## YOUR GOAL
Beginning with the line containing "painted line and report the position of each.", give every line again exactly as it is, ending with the last line of the entries.

Items from a dataset:

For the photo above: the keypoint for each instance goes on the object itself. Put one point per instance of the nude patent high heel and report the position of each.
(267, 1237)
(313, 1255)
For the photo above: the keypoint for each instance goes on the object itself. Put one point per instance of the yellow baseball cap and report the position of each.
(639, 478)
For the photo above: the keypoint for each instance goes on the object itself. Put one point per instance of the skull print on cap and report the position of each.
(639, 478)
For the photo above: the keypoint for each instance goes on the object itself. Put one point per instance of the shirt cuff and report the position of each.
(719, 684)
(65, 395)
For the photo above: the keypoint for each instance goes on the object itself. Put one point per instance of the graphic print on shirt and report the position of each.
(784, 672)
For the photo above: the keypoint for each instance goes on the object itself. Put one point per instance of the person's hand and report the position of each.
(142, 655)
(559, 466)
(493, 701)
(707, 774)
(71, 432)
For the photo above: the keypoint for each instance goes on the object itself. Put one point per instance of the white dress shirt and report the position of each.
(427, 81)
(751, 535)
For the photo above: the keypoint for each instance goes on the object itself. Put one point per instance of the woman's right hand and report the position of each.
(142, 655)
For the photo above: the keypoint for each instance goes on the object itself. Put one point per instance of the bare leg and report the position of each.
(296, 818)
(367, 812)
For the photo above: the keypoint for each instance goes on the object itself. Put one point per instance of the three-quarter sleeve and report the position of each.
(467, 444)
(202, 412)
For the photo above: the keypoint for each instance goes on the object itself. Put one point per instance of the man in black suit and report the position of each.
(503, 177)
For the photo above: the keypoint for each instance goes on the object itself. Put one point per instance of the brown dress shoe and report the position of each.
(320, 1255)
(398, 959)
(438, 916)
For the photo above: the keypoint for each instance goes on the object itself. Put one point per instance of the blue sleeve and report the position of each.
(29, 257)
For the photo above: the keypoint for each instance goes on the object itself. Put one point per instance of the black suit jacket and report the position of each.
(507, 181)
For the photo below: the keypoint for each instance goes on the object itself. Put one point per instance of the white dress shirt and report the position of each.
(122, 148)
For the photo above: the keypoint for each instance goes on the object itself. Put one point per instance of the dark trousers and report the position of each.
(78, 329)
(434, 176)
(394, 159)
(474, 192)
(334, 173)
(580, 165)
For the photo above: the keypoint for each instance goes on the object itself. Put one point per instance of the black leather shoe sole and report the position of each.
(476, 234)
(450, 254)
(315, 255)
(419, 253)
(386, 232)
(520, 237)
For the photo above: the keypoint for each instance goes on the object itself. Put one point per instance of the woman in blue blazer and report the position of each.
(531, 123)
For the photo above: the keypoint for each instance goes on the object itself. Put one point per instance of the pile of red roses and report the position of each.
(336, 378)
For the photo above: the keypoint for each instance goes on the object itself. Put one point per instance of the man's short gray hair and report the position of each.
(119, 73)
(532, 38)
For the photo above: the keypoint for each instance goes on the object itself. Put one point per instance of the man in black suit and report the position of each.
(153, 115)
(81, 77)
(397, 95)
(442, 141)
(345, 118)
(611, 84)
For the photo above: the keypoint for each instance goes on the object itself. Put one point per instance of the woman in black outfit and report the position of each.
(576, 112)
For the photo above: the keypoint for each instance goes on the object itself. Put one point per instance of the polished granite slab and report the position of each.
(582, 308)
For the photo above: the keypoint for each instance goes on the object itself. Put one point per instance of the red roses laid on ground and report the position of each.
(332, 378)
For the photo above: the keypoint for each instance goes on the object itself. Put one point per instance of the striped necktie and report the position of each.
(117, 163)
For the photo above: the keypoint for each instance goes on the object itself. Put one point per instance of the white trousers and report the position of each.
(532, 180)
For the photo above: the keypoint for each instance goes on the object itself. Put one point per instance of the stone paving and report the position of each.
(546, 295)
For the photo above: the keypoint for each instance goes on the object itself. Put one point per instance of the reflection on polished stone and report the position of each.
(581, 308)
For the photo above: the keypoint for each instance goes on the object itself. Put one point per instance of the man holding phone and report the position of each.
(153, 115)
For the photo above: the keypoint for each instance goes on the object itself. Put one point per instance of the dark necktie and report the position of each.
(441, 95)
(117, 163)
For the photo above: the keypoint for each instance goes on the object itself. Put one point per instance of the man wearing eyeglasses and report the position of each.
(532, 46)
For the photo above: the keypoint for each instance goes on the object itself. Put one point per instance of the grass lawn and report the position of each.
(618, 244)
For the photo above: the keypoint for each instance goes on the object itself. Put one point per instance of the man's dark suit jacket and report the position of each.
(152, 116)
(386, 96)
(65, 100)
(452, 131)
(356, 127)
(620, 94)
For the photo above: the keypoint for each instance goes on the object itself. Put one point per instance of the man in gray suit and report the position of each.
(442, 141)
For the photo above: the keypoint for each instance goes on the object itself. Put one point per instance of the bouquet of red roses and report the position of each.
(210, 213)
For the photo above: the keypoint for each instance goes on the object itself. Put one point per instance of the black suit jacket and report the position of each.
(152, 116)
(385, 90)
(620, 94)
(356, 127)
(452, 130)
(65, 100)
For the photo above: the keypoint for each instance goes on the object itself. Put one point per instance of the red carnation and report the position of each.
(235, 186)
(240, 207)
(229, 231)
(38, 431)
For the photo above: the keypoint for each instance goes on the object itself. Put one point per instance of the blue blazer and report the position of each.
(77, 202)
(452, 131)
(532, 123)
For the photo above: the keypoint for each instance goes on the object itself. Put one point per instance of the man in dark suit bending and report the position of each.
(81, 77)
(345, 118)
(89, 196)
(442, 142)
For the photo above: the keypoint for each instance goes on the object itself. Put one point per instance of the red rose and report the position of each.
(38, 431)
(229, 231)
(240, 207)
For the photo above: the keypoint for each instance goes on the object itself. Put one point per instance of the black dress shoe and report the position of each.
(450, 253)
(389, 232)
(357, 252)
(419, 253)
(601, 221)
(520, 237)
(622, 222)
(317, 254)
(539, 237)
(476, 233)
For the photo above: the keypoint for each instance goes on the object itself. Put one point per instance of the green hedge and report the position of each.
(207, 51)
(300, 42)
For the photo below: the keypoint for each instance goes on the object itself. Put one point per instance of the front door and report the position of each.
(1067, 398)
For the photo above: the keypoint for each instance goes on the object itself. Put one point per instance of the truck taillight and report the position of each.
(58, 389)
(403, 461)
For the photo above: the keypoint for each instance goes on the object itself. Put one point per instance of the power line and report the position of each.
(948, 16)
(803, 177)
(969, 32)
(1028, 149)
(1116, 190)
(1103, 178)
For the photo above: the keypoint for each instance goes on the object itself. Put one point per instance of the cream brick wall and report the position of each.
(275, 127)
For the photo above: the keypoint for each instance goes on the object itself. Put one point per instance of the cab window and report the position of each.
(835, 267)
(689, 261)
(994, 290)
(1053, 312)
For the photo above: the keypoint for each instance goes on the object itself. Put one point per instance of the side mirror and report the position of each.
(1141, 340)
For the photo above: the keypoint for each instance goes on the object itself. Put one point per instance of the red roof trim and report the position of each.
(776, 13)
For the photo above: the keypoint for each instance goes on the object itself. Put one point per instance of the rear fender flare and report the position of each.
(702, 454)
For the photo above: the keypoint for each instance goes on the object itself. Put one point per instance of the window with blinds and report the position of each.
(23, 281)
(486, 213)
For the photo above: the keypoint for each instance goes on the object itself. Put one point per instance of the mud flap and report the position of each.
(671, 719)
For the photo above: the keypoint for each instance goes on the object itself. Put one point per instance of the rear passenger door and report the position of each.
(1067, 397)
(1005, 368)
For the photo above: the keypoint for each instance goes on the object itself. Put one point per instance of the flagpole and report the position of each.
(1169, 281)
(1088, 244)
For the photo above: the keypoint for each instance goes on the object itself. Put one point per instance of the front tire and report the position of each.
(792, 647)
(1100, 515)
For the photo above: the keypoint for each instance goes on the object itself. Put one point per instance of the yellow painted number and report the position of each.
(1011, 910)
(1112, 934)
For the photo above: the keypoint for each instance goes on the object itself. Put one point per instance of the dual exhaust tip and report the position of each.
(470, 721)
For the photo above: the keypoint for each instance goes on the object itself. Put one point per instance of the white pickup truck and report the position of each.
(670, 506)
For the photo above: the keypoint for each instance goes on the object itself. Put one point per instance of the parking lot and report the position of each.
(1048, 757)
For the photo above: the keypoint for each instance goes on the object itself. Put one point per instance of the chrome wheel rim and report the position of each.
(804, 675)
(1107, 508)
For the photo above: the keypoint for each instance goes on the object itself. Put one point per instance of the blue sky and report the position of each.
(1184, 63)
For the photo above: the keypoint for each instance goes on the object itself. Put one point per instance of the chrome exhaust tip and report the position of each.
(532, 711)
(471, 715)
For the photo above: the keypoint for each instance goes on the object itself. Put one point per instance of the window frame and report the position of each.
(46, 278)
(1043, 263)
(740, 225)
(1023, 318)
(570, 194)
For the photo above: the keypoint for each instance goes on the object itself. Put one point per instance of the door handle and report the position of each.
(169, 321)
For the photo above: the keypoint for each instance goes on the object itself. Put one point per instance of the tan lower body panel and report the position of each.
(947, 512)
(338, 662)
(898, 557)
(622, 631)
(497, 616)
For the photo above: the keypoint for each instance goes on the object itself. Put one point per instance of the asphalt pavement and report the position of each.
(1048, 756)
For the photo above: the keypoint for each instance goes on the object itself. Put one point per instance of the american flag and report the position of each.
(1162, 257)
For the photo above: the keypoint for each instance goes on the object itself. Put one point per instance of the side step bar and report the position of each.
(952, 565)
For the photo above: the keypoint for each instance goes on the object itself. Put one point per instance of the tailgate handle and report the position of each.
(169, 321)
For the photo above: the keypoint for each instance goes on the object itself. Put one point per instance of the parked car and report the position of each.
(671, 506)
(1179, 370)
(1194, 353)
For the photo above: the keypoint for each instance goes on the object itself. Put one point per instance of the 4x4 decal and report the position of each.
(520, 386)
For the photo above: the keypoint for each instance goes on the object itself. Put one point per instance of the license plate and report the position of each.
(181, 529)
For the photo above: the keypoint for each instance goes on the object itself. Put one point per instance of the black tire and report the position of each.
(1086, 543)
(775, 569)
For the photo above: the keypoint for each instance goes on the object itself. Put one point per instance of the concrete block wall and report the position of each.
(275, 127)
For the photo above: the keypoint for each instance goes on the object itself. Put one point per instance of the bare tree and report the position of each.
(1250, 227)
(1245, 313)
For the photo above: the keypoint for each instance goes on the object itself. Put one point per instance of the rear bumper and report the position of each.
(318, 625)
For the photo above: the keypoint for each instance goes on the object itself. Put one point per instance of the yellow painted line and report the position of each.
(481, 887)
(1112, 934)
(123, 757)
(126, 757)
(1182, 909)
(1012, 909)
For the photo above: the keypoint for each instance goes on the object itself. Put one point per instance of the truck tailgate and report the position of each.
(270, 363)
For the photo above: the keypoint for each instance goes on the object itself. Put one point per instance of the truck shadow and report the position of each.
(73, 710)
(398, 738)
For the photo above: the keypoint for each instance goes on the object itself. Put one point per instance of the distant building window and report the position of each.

## ANSWER TO THIS PROBLEM
For the photo above: the keypoint for each instance goes on the object itself. Put one point per instance of the yellow painted line and report the position of each.
(481, 887)
(1112, 934)
(123, 757)
(126, 757)
(1182, 909)
(1012, 909)
For the photo above: the keypoint for each instance goes on the object itself. Put one point per instance of the truck tailgate and report the position of each.
(270, 363)
For the photo above: the keypoint for each instance goes on the object itself. Put one point per instance of the truck shadow and report the position of each.
(73, 710)
(398, 738)
For the photo above: the keypoint for each instance goes on the object itself. Put one point per instance of the distant building window and report the position of each.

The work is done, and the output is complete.